EXERCISE BRIEF: Please render every one of the records below as a numbered list, leaving out any blank lines.

========

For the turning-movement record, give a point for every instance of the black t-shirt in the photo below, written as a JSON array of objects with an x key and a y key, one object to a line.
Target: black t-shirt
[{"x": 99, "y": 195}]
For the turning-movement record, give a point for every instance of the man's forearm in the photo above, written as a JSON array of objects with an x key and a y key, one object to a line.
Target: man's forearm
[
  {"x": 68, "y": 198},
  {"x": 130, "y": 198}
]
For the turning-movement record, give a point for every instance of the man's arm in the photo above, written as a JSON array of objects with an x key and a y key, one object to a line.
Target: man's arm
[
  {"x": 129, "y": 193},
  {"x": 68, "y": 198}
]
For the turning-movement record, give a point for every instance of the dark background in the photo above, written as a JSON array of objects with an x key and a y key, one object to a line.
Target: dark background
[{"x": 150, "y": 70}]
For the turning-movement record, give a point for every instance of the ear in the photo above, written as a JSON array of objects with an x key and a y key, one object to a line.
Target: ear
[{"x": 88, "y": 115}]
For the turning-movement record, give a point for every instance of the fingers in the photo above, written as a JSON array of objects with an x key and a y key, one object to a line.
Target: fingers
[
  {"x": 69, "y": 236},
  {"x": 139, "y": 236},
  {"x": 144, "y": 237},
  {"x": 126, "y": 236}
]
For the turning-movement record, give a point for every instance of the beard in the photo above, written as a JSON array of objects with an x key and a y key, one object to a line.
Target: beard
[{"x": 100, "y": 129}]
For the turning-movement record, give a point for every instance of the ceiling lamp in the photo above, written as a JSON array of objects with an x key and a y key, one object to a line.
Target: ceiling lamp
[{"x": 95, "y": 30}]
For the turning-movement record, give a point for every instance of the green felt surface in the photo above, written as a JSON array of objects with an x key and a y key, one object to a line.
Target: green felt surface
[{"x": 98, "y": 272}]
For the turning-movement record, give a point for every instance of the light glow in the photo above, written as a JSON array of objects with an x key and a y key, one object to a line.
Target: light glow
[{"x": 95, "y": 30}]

========

EXERCISE ANSWER:
1. For the turning-movement record, give a point for every instance of the black t-shirt in the photo below, written as a JSON array of objects with an x key and a y key, one object to a line.
2. Target: black t-shirt
3. [{"x": 99, "y": 195}]
4. For the turning-movement record, give a point for every instance of the man's forearm in the photo above, written as a JSON array of objects with an x key and a y key, one object to a line.
5. Target: man's forearm
6. [
7.   {"x": 68, "y": 198},
8.   {"x": 130, "y": 198}
9. ]
10. For the turning-movement record, give a point for every instance of the man's arm in the photo above, written as a JSON array of objects with an x key and a y key, one object to a line.
11. Target: man's arm
12. [
13.   {"x": 129, "y": 193},
14.   {"x": 68, "y": 198}
15. ]
16. For the turning-movement record, give a point for every instance of the dark background in the photo above, written as a JSON array of objects with an x key and a y key, one object to a line.
17. Target: dark background
18. [{"x": 150, "y": 70}]
19. For the turning-movement record, give a point for every instance of the ear in the photo above, written as a JSON array of objects with an x key and a y key, one object to a line.
20. Target: ear
21. [{"x": 88, "y": 115}]
22. For the turning-movement record, give a point for every instance of the fingers in the photo above, written as a JSON array of objects with an x key and a y key, one object to a line.
23. Target: fingers
24. [
25.   {"x": 69, "y": 236},
26.   {"x": 139, "y": 236},
27.   {"x": 144, "y": 237},
28.   {"x": 126, "y": 236}
29. ]
30. For the turning-movement record, give a point for every instance of the beard in the photo above, written as a JSON array of objects with an x key and a y key, one object to a line.
31. Target: beard
32. [{"x": 100, "y": 129}]
33. For the turning-movement record, give a point for every instance of the ceiling lamp in the photo above, written as a JSON array of objects with an x key and a y key, one object to a line.
34. Target: ceiling lamp
35. [{"x": 95, "y": 30}]
36. For the turning-movement record, give a point for every instance of the green felt surface in the photo above, written as a JSON array of objects with an x key and a y key, one object to a line.
37. Target: green felt surface
38. [{"x": 98, "y": 272}]
39. For the turning-movement record, give a point for every instance of the light glow in the photo above, written as a JSON array of objects with an x key and a y key, one object to a line.
40. Target: light glow
41. [{"x": 95, "y": 30}]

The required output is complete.